What to produce: Search the listing below, and show each line that includes the word "return".

Extracted data Block Start

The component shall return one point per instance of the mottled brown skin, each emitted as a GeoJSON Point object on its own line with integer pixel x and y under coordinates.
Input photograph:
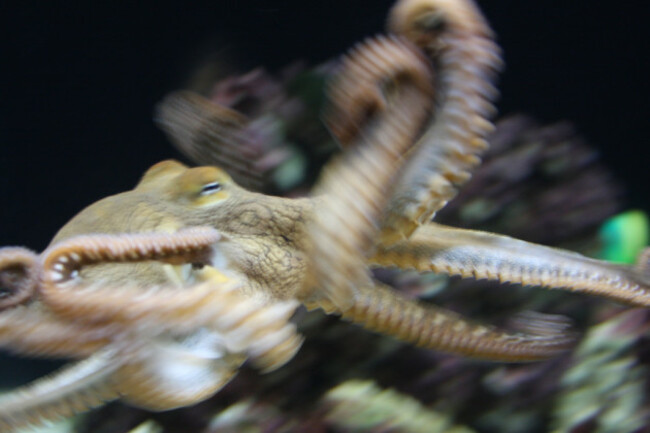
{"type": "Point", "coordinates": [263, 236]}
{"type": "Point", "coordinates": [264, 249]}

Extracted data Block End
Extracted data Block Start

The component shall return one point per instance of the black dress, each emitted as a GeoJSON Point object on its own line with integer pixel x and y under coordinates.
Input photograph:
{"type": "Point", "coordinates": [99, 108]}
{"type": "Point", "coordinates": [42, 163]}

Extracted data Block End

Written response:
The component shall return one point per instance of the mottled brown skin, each emitted as a GeoJSON Point object on its own line with integer pixel x and y under coordinates.
The component shall return one point per instance of the black dress, each emitted as a GeoJSON Point object on its own line with integer pixel x and y under coordinates.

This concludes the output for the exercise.